AIM:
All of the data should be repeated exactly; pictures are not part of the copy.

[A block of data]
·····
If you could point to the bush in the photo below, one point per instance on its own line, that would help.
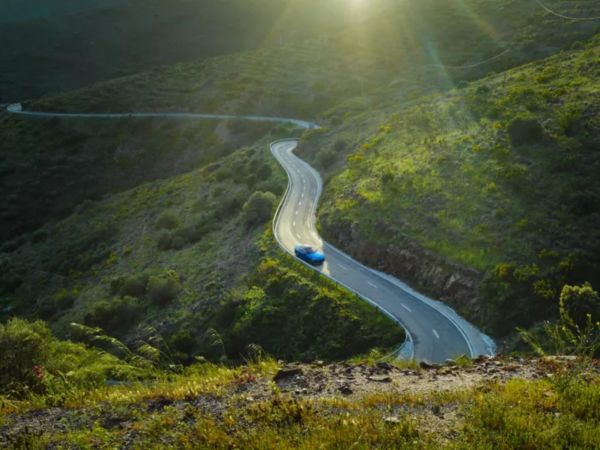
(167, 220)
(229, 205)
(24, 350)
(164, 240)
(579, 302)
(115, 314)
(525, 131)
(164, 288)
(259, 208)
(131, 286)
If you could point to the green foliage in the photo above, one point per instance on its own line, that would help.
(525, 131)
(33, 361)
(569, 336)
(259, 208)
(535, 415)
(580, 303)
(24, 350)
(163, 288)
(167, 220)
(115, 314)
(323, 321)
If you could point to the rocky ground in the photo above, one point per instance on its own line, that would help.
(302, 381)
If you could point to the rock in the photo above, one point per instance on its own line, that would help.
(287, 372)
(345, 389)
(393, 420)
(159, 404)
(384, 366)
(437, 411)
(380, 378)
(428, 365)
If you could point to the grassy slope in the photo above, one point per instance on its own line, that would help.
(266, 81)
(451, 174)
(86, 269)
(210, 406)
(63, 46)
(373, 59)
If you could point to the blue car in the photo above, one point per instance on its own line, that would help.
(309, 254)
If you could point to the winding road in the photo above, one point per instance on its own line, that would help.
(434, 331)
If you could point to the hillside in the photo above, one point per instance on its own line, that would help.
(145, 303)
(371, 61)
(546, 403)
(492, 185)
(60, 45)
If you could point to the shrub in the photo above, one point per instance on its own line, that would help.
(133, 286)
(229, 205)
(167, 220)
(580, 302)
(114, 314)
(525, 131)
(164, 240)
(163, 288)
(340, 145)
(326, 158)
(259, 207)
(24, 350)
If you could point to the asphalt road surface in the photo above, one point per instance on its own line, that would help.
(435, 334)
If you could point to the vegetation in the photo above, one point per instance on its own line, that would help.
(487, 176)
(192, 257)
(141, 289)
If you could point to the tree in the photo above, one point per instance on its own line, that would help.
(566, 336)
(162, 289)
(258, 208)
(24, 351)
(579, 302)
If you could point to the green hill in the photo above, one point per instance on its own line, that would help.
(495, 183)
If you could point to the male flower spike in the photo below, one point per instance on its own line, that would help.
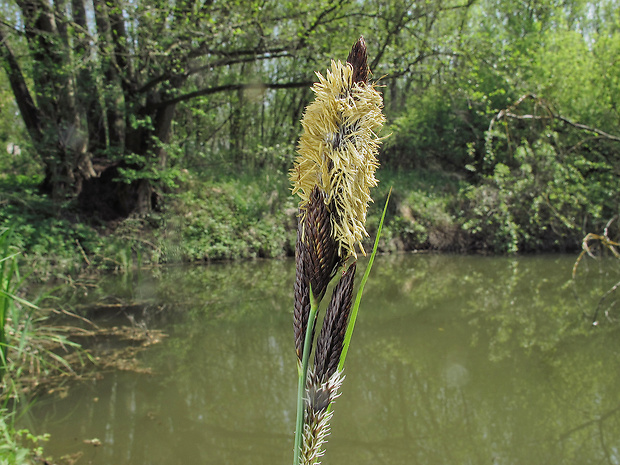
(338, 147)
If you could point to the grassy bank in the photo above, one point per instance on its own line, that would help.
(241, 216)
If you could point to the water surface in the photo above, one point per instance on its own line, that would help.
(455, 360)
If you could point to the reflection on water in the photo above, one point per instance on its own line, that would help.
(455, 360)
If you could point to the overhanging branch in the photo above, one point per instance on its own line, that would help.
·····
FULL OUTPUT:
If you could point to the bush in the photo below, one point per instance on its own line, that would help.
(167, 220)
(229, 205)
(24, 350)
(164, 240)
(579, 302)
(115, 314)
(525, 131)
(164, 288)
(259, 208)
(131, 286)
If you could point to the green foliage in the photo above, one point per instance on its own line, that would help.
(525, 131)
(33, 361)
(569, 336)
(259, 208)
(535, 415)
(580, 303)
(24, 350)
(163, 288)
(167, 220)
(115, 314)
(323, 321)
If you could point to the rocky ground in the photo above, one point per instance on its own line, that would help.
(302, 381)
If you could point to the rock in the photo above, one point per instance on its own line, that would help.
(287, 372)
(345, 389)
(393, 420)
(159, 404)
(384, 366)
(437, 411)
(380, 378)
(428, 365)
If you could point to the grassy slope in the photo above, one point per instance on its own line, that would help.
(266, 81)
(451, 174)
(86, 269)
(210, 406)
(63, 46)
(373, 59)
If you could point to the blue car in the photo above, one point per instance on its own line, that would help.
(309, 254)
If you could point to the winding road in the photo above, one point per instance on its own line, that would help.
(434, 331)
If you could point to the hillside in the photo above, one point per instance on its own line, that would help.
(145, 303)
(371, 61)
(546, 403)
(492, 185)
(60, 45)
If you could point to the shrub in the photo above, one point per instance on its own line, that would help.
(133, 286)
(229, 205)
(167, 220)
(580, 302)
(114, 314)
(525, 131)
(164, 240)
(163, 288)
(340, 145)
(326, 158)
(259, 207)
(24, 350)
If you could point to the asphalt road surface in the photo above, one point per instance on its own line, that would help.
(435, 334)
If you could point to the vegetation in the photo above, one point per instance on its own line, that would help.
(487, 176)
(192, 257)
(141, 289)
If you could point to the tree in the photo above, one point per instance on its own line, that would help.
(566, 336)
(162, 289)
(258, 208)
(24, 351)
(579, 302)
If you could point to the green hill in the photo above, one point per instance on its own line, that would help.
(495, 183)
If you could point to the male flower spike in the photo below, one point per instance on its own line, that would help.
(338, 147)
If you could point to the grassy bank in the photo above, one point per instance on its own line, that would help.
(241, 216)
If you could point to the water surface in the photo above, one point per instance on its own line, that would help.
(455, 360)
If you could point to the reflection on water in the photo above, one point per instance on its own line, that would help.
(455, 360)
If you could point to the overhanging branch in the photo above, one point per instance on its own line, that would help.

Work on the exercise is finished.